BEGIN PROVIDED ENTRIES

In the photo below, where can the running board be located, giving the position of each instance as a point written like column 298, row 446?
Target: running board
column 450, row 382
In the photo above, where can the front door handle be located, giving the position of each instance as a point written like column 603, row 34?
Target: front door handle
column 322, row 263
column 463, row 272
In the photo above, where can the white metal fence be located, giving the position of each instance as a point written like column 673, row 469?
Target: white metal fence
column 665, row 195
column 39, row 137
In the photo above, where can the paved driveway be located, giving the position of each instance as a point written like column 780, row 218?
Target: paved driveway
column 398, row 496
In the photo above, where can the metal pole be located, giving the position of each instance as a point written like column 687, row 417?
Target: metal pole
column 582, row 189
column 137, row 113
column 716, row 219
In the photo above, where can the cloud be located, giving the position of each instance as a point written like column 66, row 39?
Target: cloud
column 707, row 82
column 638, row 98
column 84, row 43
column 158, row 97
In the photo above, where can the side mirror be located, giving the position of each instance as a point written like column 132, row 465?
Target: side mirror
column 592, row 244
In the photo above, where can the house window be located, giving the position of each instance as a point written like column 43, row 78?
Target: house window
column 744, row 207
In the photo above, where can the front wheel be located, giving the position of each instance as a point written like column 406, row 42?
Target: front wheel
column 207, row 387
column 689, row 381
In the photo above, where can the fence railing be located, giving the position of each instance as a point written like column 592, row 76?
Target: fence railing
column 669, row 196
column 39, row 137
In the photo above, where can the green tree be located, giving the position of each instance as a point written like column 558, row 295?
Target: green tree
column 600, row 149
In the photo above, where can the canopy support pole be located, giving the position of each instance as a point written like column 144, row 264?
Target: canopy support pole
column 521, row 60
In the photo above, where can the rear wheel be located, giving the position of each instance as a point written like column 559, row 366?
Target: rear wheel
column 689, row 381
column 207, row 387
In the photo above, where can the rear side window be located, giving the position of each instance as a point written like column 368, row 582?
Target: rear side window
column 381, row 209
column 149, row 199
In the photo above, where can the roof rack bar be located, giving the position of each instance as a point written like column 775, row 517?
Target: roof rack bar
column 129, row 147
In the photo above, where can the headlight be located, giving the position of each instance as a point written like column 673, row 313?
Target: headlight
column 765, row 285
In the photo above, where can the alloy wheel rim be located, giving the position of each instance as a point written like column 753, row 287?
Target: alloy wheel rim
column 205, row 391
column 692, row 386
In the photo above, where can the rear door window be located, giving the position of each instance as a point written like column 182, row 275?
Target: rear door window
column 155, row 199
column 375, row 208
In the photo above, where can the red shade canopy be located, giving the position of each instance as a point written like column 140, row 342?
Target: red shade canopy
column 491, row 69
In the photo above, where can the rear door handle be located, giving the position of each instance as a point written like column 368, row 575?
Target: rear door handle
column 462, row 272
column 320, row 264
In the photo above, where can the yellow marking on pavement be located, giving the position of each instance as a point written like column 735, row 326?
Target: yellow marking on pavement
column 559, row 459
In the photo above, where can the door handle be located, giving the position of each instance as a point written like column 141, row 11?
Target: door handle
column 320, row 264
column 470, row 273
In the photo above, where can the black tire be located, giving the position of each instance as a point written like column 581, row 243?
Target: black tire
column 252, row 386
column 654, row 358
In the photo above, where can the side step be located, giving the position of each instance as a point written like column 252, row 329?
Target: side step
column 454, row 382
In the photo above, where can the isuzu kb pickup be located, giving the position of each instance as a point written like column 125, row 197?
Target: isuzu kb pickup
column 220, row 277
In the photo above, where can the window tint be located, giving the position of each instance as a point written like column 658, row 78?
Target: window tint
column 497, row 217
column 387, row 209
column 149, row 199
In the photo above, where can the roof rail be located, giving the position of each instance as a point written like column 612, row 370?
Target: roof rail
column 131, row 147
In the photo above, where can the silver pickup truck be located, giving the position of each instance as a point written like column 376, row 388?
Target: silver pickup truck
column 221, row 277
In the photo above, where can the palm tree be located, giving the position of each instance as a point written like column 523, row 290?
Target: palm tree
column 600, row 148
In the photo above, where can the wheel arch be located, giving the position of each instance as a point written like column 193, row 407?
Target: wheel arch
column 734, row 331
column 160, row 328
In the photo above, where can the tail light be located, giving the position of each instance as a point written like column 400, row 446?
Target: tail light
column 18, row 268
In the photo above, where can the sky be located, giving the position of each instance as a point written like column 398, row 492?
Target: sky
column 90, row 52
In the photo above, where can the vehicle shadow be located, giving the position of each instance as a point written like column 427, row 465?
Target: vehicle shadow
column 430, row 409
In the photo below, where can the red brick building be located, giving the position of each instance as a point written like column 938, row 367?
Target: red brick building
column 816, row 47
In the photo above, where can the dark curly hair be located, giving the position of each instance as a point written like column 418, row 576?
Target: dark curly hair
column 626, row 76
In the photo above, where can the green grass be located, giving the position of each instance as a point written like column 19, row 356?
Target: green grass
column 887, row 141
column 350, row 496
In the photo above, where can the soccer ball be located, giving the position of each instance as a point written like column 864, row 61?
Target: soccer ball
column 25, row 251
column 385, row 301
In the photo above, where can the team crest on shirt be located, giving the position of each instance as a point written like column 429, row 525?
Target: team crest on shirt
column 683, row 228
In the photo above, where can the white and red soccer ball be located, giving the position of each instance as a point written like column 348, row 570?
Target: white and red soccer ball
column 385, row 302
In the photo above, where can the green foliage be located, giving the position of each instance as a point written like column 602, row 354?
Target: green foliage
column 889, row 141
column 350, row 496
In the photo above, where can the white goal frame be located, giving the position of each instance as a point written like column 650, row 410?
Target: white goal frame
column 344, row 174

END PROVIDED ENTRIES

| GOAL OF THE EXERCISE |
For this exercise, retype each entry from above exactly as it stands.

| EXERCISE OUTPUT |
In the photo below, where can the running board be located, giving the position of each instance as a point written like column 298, row 446?
Target: running board
column 450, row 382
In the photo above, where can the front door handle be located, giving the position of each instance as a point written like column 603, row 34?
Target: front door handle
column 322, row 263
column 463, row 272
In the photo above, where can the white metal fence be located, giving the position of each instance as a point written like column 673, row 469?
Target: white metal fence
column 665, row 195
column 39, row 137
In the photo above, where can the paved driveway be located, giving the position of each instance as a point written like column 780, row 218?
Target: paved driveway
column 398, row 496
In the photo above, where can the metal pole be located, giving the position of each instance as a point written like column 687, row 417?
Target: metal pole
column 582, row 189
column 137, row 113
column 716, row 219
In the photo above, where can the cloud be located, giving the position of each instance as a point written like column 66, row 39?
Target: cloud
column 707, row 82
column 638, row 98
column 84, row 43
column 158, row 97
In the photo above, where can the side mirror be located, giving the position of each instance as a point written like column 132, row 465?
Target: side mirror
column 592, row 244
In the photo above, where can the house window be located, giving the position of each instance as a point written like column 43, row 78?
Target: house window
column 744, row 207
In the photo above, where can the front wheel be located, giving the position of each instance as a point written like column 406, row 42?
Target: front wheel
column 207, row 387
column 689, row 381
In the photo above, where can the fence railing be located, giving the position of each instance as a point written like column 592, row 76?
Target: fence railing
column 669, row 196
column 39, row 137
In the photo above, where can the green tree be located, giving the position of each instance as a point written like column 558, row 295?
Target: green tree
column 600, row 149
In the photo above, where can the canopy support pole be located, giving the position of each instance as a point written like column 144, row 264?
Target: canopy support pole
column 521, row 60
In the photo above, where can the rear wheel be located, giving the position of each instance as a point written like column 559, row 366?
Target: rear wheel
column 689, row 381
column 207, row 387
In the photo above, where can the rear side window be located, giving the position of each instance as a point written like column 368, row 582?
Target: rear side window
column 381, row 209
column 149, row 199
In the photo above, where can the roof rack bar be located, giving the position of each instance as a point written like column 775, row 517?
Target: roof rack bar
column 129, row 147
In the photo above, where can the headlight be located, giving the position of each instance as a point written like column 673, row 313?
Target: headlight
column 765, row 285
In the photo above, where can the alloy wheel rim be located, giving the position of each instance as a point written like column 753, row 287?
Target: alloy wheel rim
column 205, row 391
column 692, row 386
In the photo above, where can the rear door window be located, giving the position of each instance as a point written like column 182, row 275?
Target: rear door window
column 155, row 199
column 375, row 208
In the photo above, where can the red shade canopy be located, giving the position of each instance as a point written like column 140, row 342?
Target: red shade canopy
column 491, row 69
In the photo above, where can the rear door handle be located, giving the position of each instance as a point written like column 368, row 575?
Target: rear door handle
column 462, row 272
column 320, row 264
In the photo above, where can the yellow marking on pavement be located, giving the position of each instance as a point written like column 735, row 326?
Target: yellow marking on pavement
column 559, row 459
In the photo above, where can the door handle be located, giving the position of each instance as a point written like column 141, row 11?
Target: door handle
column 320, row 264
column 470, row 273
In the photo above, where can the black tire be located, giving the position of each instance as a point written like column 581, row 243?
Target: black tire
column 252, row 386
column 654, row 358
In the photo above, where can the side step be located, giving the position of each instance as a point written like column 252, row 329?
Target: side step
column 454, row 382
In the photo above, where can the isuzu kb pickup be located, giving the position of each instance as a point written like column 125, row 197?
Target: isuzu kb pickup
column 220, row 277
In the photo above, where can the window tint be located, giving the position of each instance as a point written like column 658, row 78?
Target: window tint
column 497, row 217
column 387, row 209
column 149, row 199
In the photo above, where can the roof rail be located, giving the position of each instance as a point written like column 612, row 370?
Target: roof rail
column 131, row 147
In the photo above, where can the silver pickup truck be located, giving the position of each instance as a point written like column 376, row 388?
Target: silver pickup truck
column 221, row 277
In the photo above, where can the palm tree be located, giving the position of each instance as a point written like column 523, row 290?
Target: palm tree
column 600, row 148
In the photo above, where can the wheel arch be located, giving the position of each instance as a point written like column 193, row 407?
Target: wheel arch
column 734, row 331
column 160, row 328
In the photo above, where can the tail light be located, giving the position of each instance as a point written like column 400, row 446?
Target: tail light
column 18, row 268
In the photo above, where can the sky be located, giving the position of each instance as a point written like column 398, row 492?
Target: sky
column 90, row 52
In the photo above, where can the vehicle shadow be located, giving the position of each instance as a point written like column 427, row 465?
Target: vehicle shadow
column 430, row 409
In the photo below, where can the red brick building be located, giving the position of each instance as a point written like column 938, row 367?
Target: red brick building
column 816, row 47
In the photo above, where can the dark curly hair be located, giving the position of each instance as a point written like column 418, row 576?
Target: dark curly hair
column 626, row 76
In the photo above, where can the green grass be located, giving the position of each instance as a point written like column 19, row 356?
Target: green grass
column 887, row 141
column 350, row 496
In the photo above, where can the soccer ball be located, giving the position of each instance as a point written like column 864, row 61?
Target: soccer ball
column 25, row 251
column 385, row 301
In the photo above, where can the team crest on shirt be located, giving the position of each instance as a point written like column 429, row 525?
Target: team crest on shirt
column 683, row 228
In the photo above, where can the white and red soccer ball be located, giving the position of each instance as a point written like column 348, row 570?
Target: white and red soccer ball
column 385, row 302
In the photo above, where can the green foliage be located, giving the position of each instance as a point written like column 602, row 354?
Target: green foliage
column 889, row 141
column 350, row 496
In the photo above, where can the white goal frame be located, giving the position of each instance as a point written like column 650, row 410?
Target: white goal frame
column 344, row 174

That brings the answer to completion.